WHAT TO DO
Restate all of the entries exactly. Any picture in them should be skipped.

[Photo-based referring expression data]
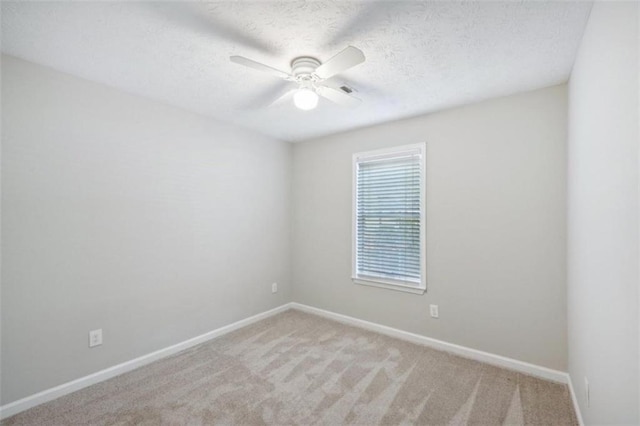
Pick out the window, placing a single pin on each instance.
(389, 218)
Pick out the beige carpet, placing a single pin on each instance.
(296, 368)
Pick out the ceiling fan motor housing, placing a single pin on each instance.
(302, 68)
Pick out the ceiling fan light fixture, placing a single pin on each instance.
(305, 99)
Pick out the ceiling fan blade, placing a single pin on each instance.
(349, 57)
(260, 67)
(283, 98)
(338, 97)
(205, 19)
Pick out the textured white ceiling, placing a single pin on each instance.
(421, 55)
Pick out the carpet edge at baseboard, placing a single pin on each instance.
(55, 392)
(50, 394)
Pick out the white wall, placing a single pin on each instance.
(150, 222)
(603, 216)
(496, 210)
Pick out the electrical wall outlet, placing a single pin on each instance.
(433, 310)
(587, 394)
(95, 338)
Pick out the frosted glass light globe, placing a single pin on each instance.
(305, 99)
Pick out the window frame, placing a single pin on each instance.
(381, 154)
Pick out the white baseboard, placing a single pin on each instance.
(15, 407)
(489, 358)
(574, 399)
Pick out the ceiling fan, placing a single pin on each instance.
(311, 77)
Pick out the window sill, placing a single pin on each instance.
(389, 286)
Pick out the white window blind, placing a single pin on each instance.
(389, 217)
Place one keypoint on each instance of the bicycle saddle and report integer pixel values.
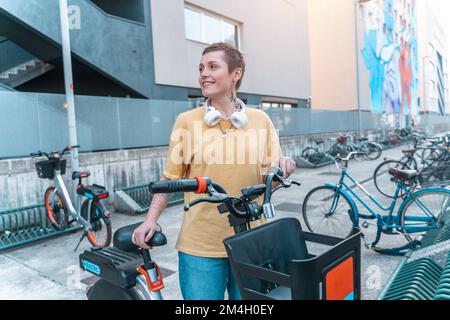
(403, 175)
(80, 174)
(122, 239)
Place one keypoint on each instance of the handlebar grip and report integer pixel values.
(276, 171)
(185, 185)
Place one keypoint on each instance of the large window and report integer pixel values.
(208, 28)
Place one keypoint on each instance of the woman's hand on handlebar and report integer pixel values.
(287, 165)
(143, 233)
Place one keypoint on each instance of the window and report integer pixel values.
(207, 28)
(193, 24)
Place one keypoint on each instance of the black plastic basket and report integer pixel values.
(272, 262)
(45, 169)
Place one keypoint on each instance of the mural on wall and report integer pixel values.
(390, 55)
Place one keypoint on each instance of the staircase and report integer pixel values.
(24, 72)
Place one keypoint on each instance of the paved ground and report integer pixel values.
(49, 269)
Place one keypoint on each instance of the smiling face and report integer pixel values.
(215, 78)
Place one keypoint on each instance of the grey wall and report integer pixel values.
(128, 9)
(31, 122)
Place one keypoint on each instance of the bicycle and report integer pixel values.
(331, 209)
(314, 154)
(434, 168)
(128, 272)
(93, 216)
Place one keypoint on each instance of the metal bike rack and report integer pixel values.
(138, 198)
(25, 225)
(303, 163)
(423, 278)
(273, 262)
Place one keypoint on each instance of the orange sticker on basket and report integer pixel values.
(340, 281)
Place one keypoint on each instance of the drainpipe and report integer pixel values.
(69, 88)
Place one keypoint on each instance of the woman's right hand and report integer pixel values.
(144, 233)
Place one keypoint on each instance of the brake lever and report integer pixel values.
(210, 200)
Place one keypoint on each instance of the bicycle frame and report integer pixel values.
(61, 186)
(391, 222)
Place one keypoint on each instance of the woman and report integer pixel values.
(229, 144)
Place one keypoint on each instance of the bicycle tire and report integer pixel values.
(440, 210)
(312, 154)
(315, 206)
(98, 224)
(382, 178)
(59, 220)
(374, 151)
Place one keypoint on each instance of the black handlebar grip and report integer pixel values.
(158, 240)
(186, 185)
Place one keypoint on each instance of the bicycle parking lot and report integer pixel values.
(52, 268)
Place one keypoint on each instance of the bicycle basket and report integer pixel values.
(341, 140)
(273, 261)
(45, 169)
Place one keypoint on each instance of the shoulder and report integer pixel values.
(258, 115)
(191, 115)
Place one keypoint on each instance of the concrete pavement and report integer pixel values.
(49, 269)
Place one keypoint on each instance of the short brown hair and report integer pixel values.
(233, 57)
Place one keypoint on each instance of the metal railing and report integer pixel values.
(25, 225)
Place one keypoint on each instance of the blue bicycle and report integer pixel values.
(332, 210)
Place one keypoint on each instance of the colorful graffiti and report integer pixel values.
(390, 55)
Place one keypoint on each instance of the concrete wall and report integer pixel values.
(333, 54)
(431, 31)
(114, 46)
(20, 186)
(276, 65)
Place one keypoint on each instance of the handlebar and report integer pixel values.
(53, 154)
(238, 207)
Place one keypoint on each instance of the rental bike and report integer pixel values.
(332, 209)
(128, 272)
(93, 215)
(433, 166)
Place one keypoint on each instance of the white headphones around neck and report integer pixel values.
(238, 119)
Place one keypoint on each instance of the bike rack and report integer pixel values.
(303, 163)
(137, 199)
(273, 262)
(419, 276)
(25, 225)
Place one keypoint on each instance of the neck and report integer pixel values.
(225, 105)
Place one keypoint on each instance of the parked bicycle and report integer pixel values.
(129, 273)
(432, 164)
(332, 209)
(366, 149)
(315, 155)
(93, 216)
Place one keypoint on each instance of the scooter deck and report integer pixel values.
(113, 265)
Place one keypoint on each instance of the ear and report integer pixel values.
(237, 74)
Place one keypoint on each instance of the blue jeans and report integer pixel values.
(206, 278)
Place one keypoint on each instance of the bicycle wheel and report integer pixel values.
(56, 208)
(312, 155)
(373, 151)
(328, 212)
(426, 209)
(100, 234)
(383, 180)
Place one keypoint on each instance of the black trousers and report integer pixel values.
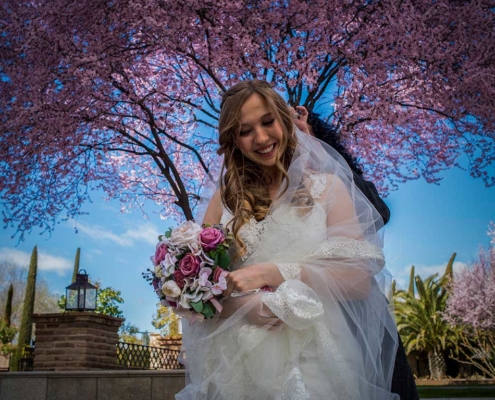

WRITTEN RESPONSE
Pick out the window, placing a single pin on each instance.
(389, 218)
Pick out the beige carpet, placing a single pin on each instance.
(296, 368)
Pick out the ceiling fan motor housing, placing a single pin on each instance.
(302, 68)
Pick out the ceiling fan light fixture, placing a single pin on each instance.
(305, 99)
Pick out the ceiling fan blade, placing a single pin on each instance.
(349, 57)
(260, 67)
(283, 98)
(338, 97)
(205, 19)
Pick out the textured white ceiling, placing a single pin on each instance.
(421, 55)
Pick out the carpet edge at baseboard, placing a single pin on each instance.
(55, 392)
(50, 394)
Pick out the white wall, placing a single pin on each instance.
(150, 222)
(603, 216)
(496, 210)
Pick out the electrical wall outlet, placing a single pin on each instance.
(433, 310)
(587, 394)
(95, 338)
Pick out the frosted glass light globe, placing a single pin on each instance.
(305, 99)
Pick out the window frame, placing a single pin on each instance.
(381, 154)
Pick out the white baseboard, placing a single pin on each instance.
(15, 407)
(489, 358)
(574, 399)
Pick out the ceiling fan, placing a single pin on each instance.
(311, 77)
Pick out the window sill, placing a single pin on each instance.
(389, 286)
Pick out the white window blind, placing a single pin on each instance.
(389, 217)
Place one keypoint on each instance of the bicycle saddle and report integer pixel values.
(403, 175)
(80, 174)
(122, 239)
Place one keypoint on each instance of the handlebar grip and report integer pixel values.
(276, 171)
(185, 185)
Place one keypoint on each instance of the large window and report integer pixel values.
(208, 28)
Place one keypoint on each instance of the woman's hand on handlebar and report integer pixel values.
(287, 165)
(143, 233)
Place one keypoint on each instance of the window and report integer pixel values.
(207, 28)
(193, 24)
Place one keypoint on each instance of the black plastic basket and report integer pixel values.
(272, 262)
(45, 169)
Place one keypoint on each instance of the mural on wall and report integer pixel values.
(390, 55)
Place one keypoint on each instance of the staircase and report integer pixel values.
(24, 72)
Place one keypoint on each instance of the paved ground and report integer pixel values.
(49, 269)
Place one keypoint on each instance of the smiling face and report integer pixel values.
(215, 78)
Place one keypoint on each instance of the grey wall and report integer pixel values.
(128, 9)
(31, 122)
Place one keypoint on each instance of the bicycle and report integer pixel values.
(331, 209)
(314, 154)
(434, 168)
(128, 272)
(93, 216)
Place one keypoint on each instance of the metal bike rack and report integer pixel values.
(138, 198)
(25, 225)
(303, 163)
(423, 278)
(273, 262)
Place one keypoint on each instance of the orange sticker on basket and report integer pixel values.
(340, 281)
Place one keypoint on each instance of the drainpipe and report integer pixel values.
(69, 88)
Place one keypoint on each instance of the woman's right hand and report integer pixel values.
(144, 233)
Place one keypoint on each instance of the brake lever and report integer pixel values.
(210, 200)
Place one keypoint on each instance of the bicycle frame and report integer pixel values.
(61, 186)
(391, 222)
Place one keypoint on each instance of the woman and report integer pixel values.
(229, 144)
Place one keypoint on each instance of the bicycle tire and report integer pixel values.
(440, 210)
(312, 154)
(315, 206)
(98, 224)
(382, 178)
(59, 220)
(374, 151)
Place one keypoint on each instance of the black handlebar grip and report integer pixel values.
(158, 240)
(186, 185)
Place one keypoint on each instance of the bicycle parking lot and report integer pixel values.
(52, 268)
Place one keypoint on each instance of the bicycle basket and report integer pixel values.
(341, 140)
(273, 261)
(45, 169)
Place one keypoint on each instance of the shoulder and report integer pixel values.
(258, 115)
(191, 115)
Place one keypoint on each instance of the concrete pavement and report integer pixel values.
(49, 269)
Place one keypoint on each instance of the short brown hair and report integer pixel values.
(233, 57)
Place one keypoint on each instance of the metal railing and report integer pixel values.
(25, 225)
Place one keypoint on each instance of the blue bicycle and report integer pixel values.
(332, 210)
Place one keypoint on each instance of the colorful graffiti and report integer pixel values.
(390, 55)
Place one keypoint on each instance of the concrete wall and report integer pixel values.
(333, 54)
(431, 31)
(114, 46)
(20, 186)
(276, 65)
Place one keypoint on each instance of the handlebar and report integer pixel values.
(53, 154)
(238, 207)
Place one keypoint on each instance of the rental bike and report integer pixel values.
(332, 209)
(128, 272)
(93, 215)
(433, 166)
Place one keypoint on each instance of the white headphones around neck and report integer pixel values.
(238, 119)
Place one keypoint on each instance of the bike rack and report integer pixel values.
(303, 163)
(137, 199)
(273, 262)
(419, 276)
(25, 225)
Place one keypoint on each instance of the neck and report integer pixel values.
(225, 105)
Place one keypoint on each instance of the parked bicycle and report integer pixel values.
(129, 273)
(432, 164)
(332, 209)
(366, 149)
(315, 155)
(93, 216)
Place one keypoint on each instance of the scooter deck and report integer pixel values.
(113, 265)
Place one keypoint on each instance of the ear and report integer pixel values.
(237, 74)
Place one keypoint on each instance of the blue jeans and report integer pixel values.
(206, 278)
Place one keypoint on each instance of the bicycle wheel and report integer pixel values.
(56, 208)
(312, 155)
(373, 151)
(328, 212)
(426, 209)
(100, 234)
(383, 180)
Place one keypoint on each instance of the black trousers and report integer pixel values.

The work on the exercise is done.